Count the lines in the material below that contain the string "neck", treating uppercase and lowercase letters as distinct. Reply with the number only.

### SUPPLIED MATERIAL ###

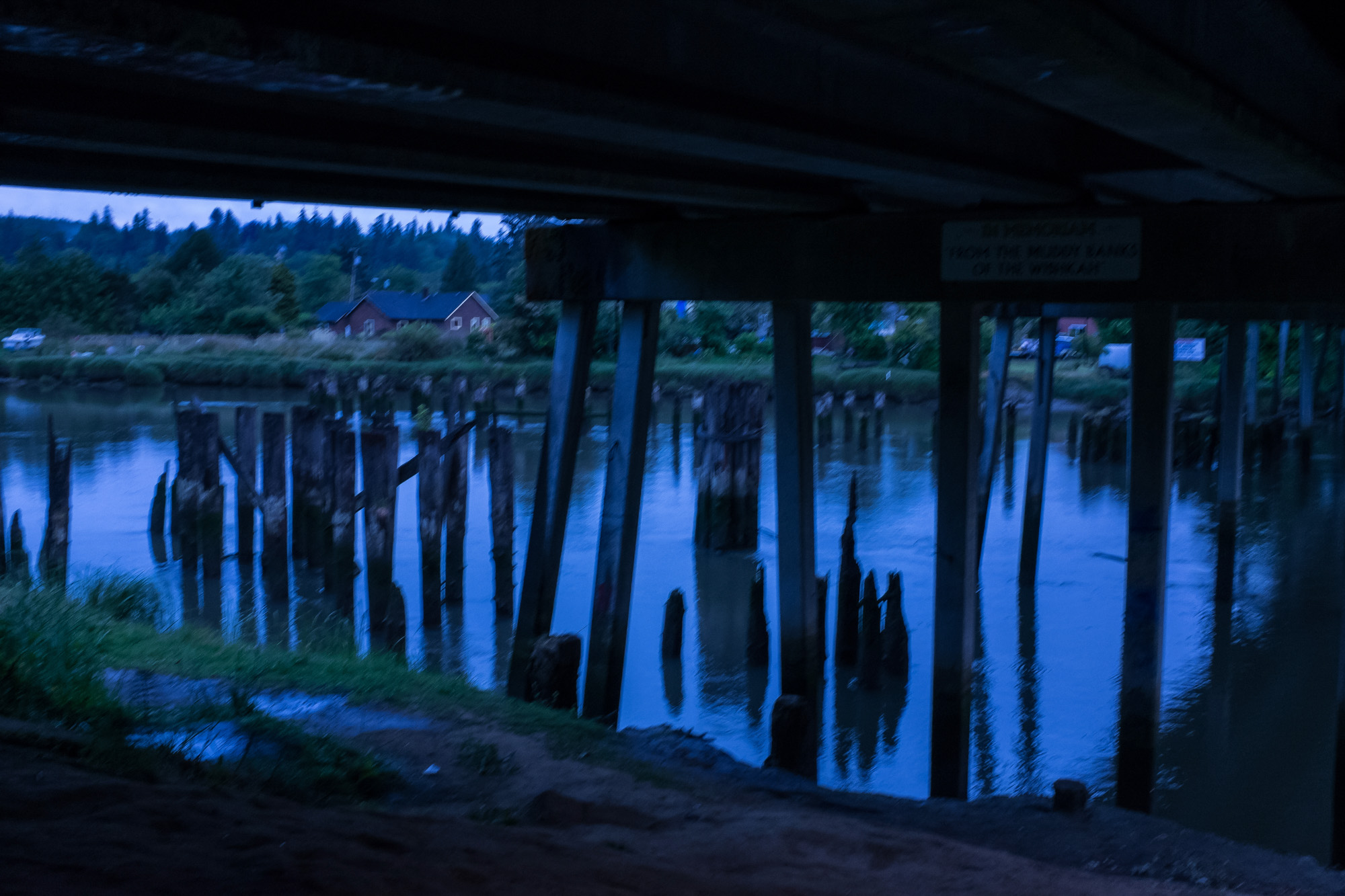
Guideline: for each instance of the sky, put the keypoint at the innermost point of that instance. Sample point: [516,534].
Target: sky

###
### SUPPLIED MATERIAL ###

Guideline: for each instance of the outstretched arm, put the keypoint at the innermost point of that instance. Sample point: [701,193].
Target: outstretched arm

###
### SUPPLIED MATERIAL ###

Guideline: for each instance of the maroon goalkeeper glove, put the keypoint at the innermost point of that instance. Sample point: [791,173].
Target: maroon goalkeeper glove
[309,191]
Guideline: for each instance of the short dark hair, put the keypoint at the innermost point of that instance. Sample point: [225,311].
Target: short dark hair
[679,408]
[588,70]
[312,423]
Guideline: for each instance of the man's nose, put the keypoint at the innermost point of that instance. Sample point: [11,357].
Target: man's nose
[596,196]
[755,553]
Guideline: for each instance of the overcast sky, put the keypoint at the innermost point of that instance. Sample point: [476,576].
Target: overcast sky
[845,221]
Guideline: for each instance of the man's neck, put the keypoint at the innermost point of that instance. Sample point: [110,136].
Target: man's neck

###

FULL OUTPUT.
2